━━━ Source excerpt
DIRECTOR COMPENSATION
 
     The Company pays each director who is not otherwise employed by the Company
an annual fee of $15,000. The Company also pays each director not otherwise
employed by the Company $1,000 for each meeting of the Board of Directors and
$1,000 for each committee meeting of the Board of Directors attended. In
addition, the 1995 Director Stock Option Plan (the "1995 Director Plan")
provides that each non-employee director in office at the time of the Plan's
adoption, and each subsequent non-employee director at the time of his or her
initial election to the Board will receive a one-time grant of options to
purchase up to 30,000 shares of common stock at an option exercise price equal
to the fair market value of such shares on the respective grant date. These
options will have a ten year term and will generally become exercisable in five
equal annual installments commencing on the first anniversary of the grant date.
━━━━━━
Using the director compensation text, explain what determines whether a director receives the annual fee and the meeting payments. The entries have no role in this exercise.
━━━ Data section
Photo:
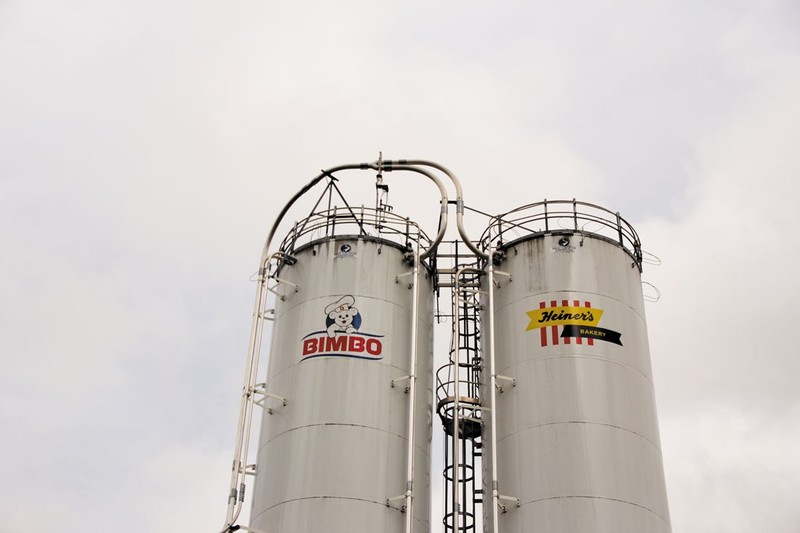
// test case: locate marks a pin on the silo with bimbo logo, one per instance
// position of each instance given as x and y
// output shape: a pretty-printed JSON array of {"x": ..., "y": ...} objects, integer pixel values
[
  {"x": 344, "y": 444},
  {"x": 570, "y": 431}
]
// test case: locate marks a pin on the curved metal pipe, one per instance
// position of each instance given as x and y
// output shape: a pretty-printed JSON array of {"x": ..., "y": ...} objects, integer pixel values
[
  {"x": 459, "y": 197},
  {"x": 443, "y": 223}
]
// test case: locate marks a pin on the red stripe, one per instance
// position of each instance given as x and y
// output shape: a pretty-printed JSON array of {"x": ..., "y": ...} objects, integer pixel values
[
  {"x": 578, "y": 340},
  {"x": 542, "y": 331},
  {"x": 589, "y": 341}
]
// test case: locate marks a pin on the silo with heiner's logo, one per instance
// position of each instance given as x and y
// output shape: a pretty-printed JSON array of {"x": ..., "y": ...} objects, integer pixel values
[{"x": 572, "y": 441}]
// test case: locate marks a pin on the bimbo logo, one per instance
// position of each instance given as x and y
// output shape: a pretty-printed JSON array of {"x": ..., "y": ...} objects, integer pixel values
[
  {"x": 342, "y": 337},
  {"x": 566, "y": 323}
]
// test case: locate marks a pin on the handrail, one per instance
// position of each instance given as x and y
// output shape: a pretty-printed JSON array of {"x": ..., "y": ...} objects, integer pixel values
[{"x": 553, "y": 216}]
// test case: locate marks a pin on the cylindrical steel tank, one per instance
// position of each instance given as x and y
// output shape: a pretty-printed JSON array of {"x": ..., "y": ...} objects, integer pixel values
━━━━━━
> _Result of this exercise_: Only directors who are not otherwise employed by the Company receive them. Each such director gets an annual fee of $15,000, plus $1,000 for each board meeting and $1,000 for each committee meeting attended.